▶ _Material for this task_
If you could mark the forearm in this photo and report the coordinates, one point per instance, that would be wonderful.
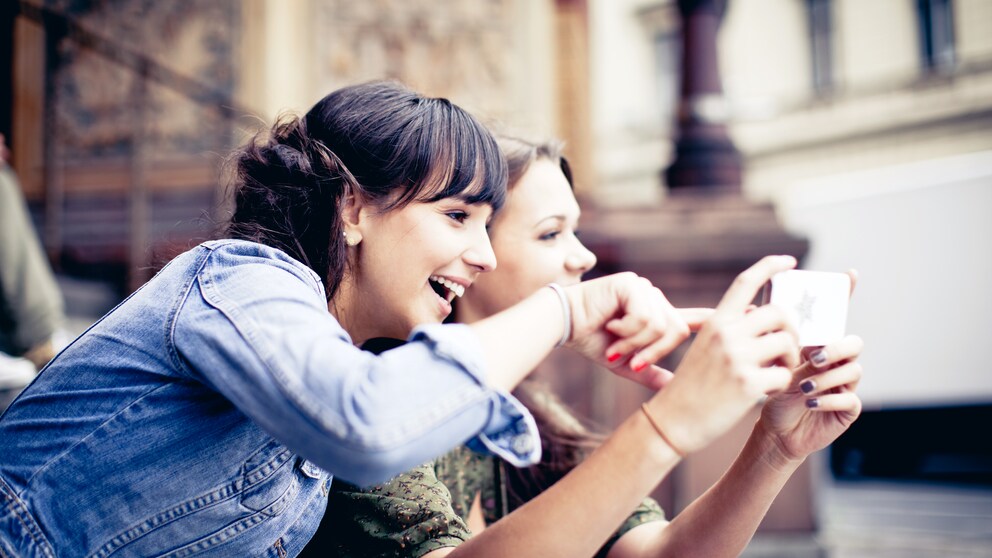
(612, 481)
(516, 340)
(722, 521)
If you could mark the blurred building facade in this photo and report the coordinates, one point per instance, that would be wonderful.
(866, 124)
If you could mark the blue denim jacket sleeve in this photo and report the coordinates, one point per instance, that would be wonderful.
(255, 326)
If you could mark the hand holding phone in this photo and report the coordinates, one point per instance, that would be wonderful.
(814, 301)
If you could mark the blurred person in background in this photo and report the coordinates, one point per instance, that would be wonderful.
(31, 306)
(208, 412)
(450, 506)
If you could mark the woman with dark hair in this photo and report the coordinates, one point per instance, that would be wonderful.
(572, 502)
(208, 412)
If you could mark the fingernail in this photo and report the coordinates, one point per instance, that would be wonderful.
(819, 358)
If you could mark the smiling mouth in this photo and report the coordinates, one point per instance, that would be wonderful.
(446, 289)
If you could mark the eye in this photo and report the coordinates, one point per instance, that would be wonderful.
(457, 215)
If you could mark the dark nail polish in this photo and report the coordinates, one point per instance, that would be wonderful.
(819, 358)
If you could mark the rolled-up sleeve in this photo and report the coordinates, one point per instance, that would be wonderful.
(255, 326)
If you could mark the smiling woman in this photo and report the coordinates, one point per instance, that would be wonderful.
(208, 412)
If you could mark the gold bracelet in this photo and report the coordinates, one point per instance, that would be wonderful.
(657, 428)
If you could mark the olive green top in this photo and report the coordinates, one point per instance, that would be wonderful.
(425, 509)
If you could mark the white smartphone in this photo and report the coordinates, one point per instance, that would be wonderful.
(814, 301)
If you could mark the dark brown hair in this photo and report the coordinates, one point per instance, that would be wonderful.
(378, 140)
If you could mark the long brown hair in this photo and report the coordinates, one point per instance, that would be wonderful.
(565, 440)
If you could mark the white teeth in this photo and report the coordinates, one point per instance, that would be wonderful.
(455, 288)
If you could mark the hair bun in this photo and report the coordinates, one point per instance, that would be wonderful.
(289, 157)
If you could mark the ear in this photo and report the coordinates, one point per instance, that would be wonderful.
(354, 211)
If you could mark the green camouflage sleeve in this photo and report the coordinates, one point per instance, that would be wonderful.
(408, 516)
(648, 511)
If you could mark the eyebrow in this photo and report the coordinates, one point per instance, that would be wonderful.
(558, 217)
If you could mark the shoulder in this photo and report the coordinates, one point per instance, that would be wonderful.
(254, 265)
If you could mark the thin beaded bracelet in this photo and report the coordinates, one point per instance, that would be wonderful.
(657, 428)
(566, 309)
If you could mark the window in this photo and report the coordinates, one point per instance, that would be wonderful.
(821, 45)
(936, 35)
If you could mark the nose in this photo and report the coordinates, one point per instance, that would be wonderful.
(481, 255)
(580, 259)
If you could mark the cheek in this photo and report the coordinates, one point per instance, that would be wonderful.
(529, 269)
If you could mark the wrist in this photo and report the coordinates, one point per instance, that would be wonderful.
(566, 310)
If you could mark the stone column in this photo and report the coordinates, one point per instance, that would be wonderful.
(692, 245)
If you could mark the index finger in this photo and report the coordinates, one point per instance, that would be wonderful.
(745, 286)
(695, 317)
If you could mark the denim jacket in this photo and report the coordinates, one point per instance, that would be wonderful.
(207, 413)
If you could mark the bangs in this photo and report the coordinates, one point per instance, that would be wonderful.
(454, 156)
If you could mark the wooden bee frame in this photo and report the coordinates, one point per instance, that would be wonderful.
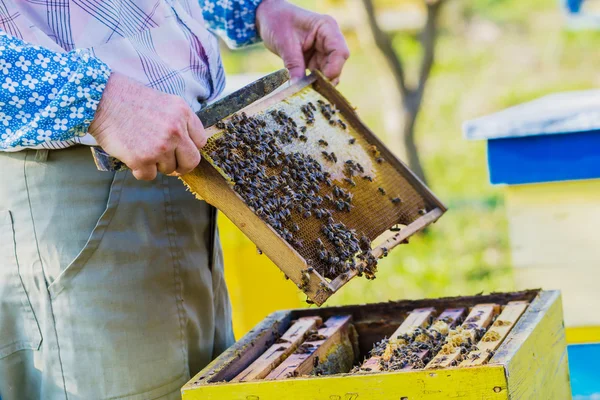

▶ _Exercise goal_
Can you convert all of these lines into a Markdown table with two columns, Row and Line, that numbers each row and skips blank lines? Leave the pictures out of it.

▶ _Exercise response_
| Row | Line |
|---|---|
| 1 | If you could mark the forearm in this photo and report the coordinates, one point per instance, that would be wonderful. |
| 2 | (612, 481) |
| 3 | (516, 340) |
| 4 | (722, 521) |
| 5 | If you could mark the blurred building facade in this photo and report the coordinates, one point per instance, that would be wonderful. |
| 6 | (866, 124) |
| 7 | If you could mark the blue denim jacket sleeve in this photo and report the coordinates, one point per instance, that would be wonderful. |
| 8 | (255, 326) |
| 9 | If you could mark the hand holding phone in this photo and report the coordinates, one point per instance, that would be wonderful. |
| 10 | (814, 301) |
| 11 | If you could mark the blurred person in background in this photo and report the coordinates, one point per instance, that would be wonderful. |
| 12 | (31, 306) |
| 13 | (208, 412) |
| 14 | (450, 506) |
| 15 | If you could mark the woman with dark hair in this photo and report the coordinates, one point per instance, that would be wonderful. |
| 16 | (572, 502) |
| 17 | (208, 412) |
| 18 | If you could mark the fingernail in this photo and report the coordinates, one point per instance, that would be wonderful. |
| 19 | (819, 358) |
| 20 | If you could mark the smiling mouth in this photo and report the coordinates, one point per instance, that would be wonderful. |
| 21 | (446, 289) |
| 22 | If you could mark the eye in this photo and report the coordinates, one point per instance, that would be wonderful. |
| 23 | (457, 215) |
| 24 | If you could mark the dark nail polish in this photo and report the coordinates, one point per instance, that would be wonderful. |
| 25 | (819, 358) |
| 26 | If you could mark the rolled-up sleeve in this photo and report the coordinates, one point per instance, that would be wonderful. |
| 27 | (255, 326) |
| 28 | If you could mark the smiling woman in this photo and report the coordinates, one point per instance, that would be wonderful. |
| 29 | (208, 412) |
| 30 | If you could mark the gold bracelet in this photo and report the coordinates, one point per instance, that would be wonderful. |
| 31 | (657, 428) |
| 32 | If you could mark the olive green top in this photo and report the coordinates, one point per instance, that would be wonderful. |
| 33 | (425, 509) |
| 34 | If you could mark the white smartphone in this photo and report the coordinates, one point per instance, that would be wonderful. |
| 35 | (814, 301) |
| 36 | If you could mark the dark brown hair in this photo and report the coordinates, one point per instance, that would be wonderful. |
| 37 | (378, 140) |
| 38 | If you could mark the long brown hair in this photo and report the coordinates, one point per instance, that would be wonderful. |
| 39 | (565, 440) |
| 40 | If you could mark the white teeth in this photo and report the coordinates, one point per instance, that would be wonderful. |
| 41 | (455, 288) |
| 42 | If you could mark the hair bun in this photo and report the coordinates, one point per instance, that would be wonderful. |
| 43 | (289, 157) |
| 44 | If you could mark the ear in this photo and report the coordinates, one point per instance, that would be wonderful. |
| 45 | (354, 211) |
| 46 | If you could mark the green camouflage sleeve in this photo and report the coordinates, one point per instance, that would be wonderful. |
| 47 | (408, 516) |
| 48 | (648, 511) |
| 49 | If you could mark the eyebrow in this photo and report the coordinates, one point per instance, that would be wonderful. |
| 50 | (558, 217) |
| 51 | If you could mark the shoulder in this photo and report the coordinates, one point per instance, that would be wonderful. |
| 52 | (254, 265) |
| 53 | If you could mark the thin beaded bracelet in this photo and report the coordinates, one point per instance, that would be wonderful. |
| 54 | (657, 428) |
| 55 | (566, 309) |
| 56 | If you could mark the window in this photo and report the coordinates, one point per instance, that would be wonderful. |
| 57 | (821, 45) |
| 58 | (936, 35) |
| 59 | If you could mark the nose in this photo and report the coordinates, one point per instance, that would be wonderful. |
| 60 | (481, 255) |
| 61 | (580, 259) |
| 62 | If you could mark the cheek in this photo and report the coordinates, one point per instance, that would be wonderful. |
| 63 | (529, 269) |
| 64 | If you could mark the wrist in this photo and report the coordinates, one point per instance, that would be wonderful. |
| 65 | (566, 310) |
| 66 | If you could mark the stone column in this photo and report the coordinates, one point per instance, that would be wonderful. |
| 67 | (692, 245) |
| 68 | If you could mark the index finger in this photo and report the coordinates, one point per instance, that would be wonderful. |
| 69 | (745, 286) |
| 70 | (695, 317) |
| 71 | If you could mark the denim jacket in this photo and report the coordinates, one point per instance, that would be wonderful. |
| 72 | (207, 413) |
| 73 | If you could mark the bangs in this photo and report the coordinates, one point per instance, that would be wonderful. |
| 74 | (454, 156) |
| 75 | If you could mark the wooden bee frame in this photo and report the coordinates, one point per instance, that would be wonderful. |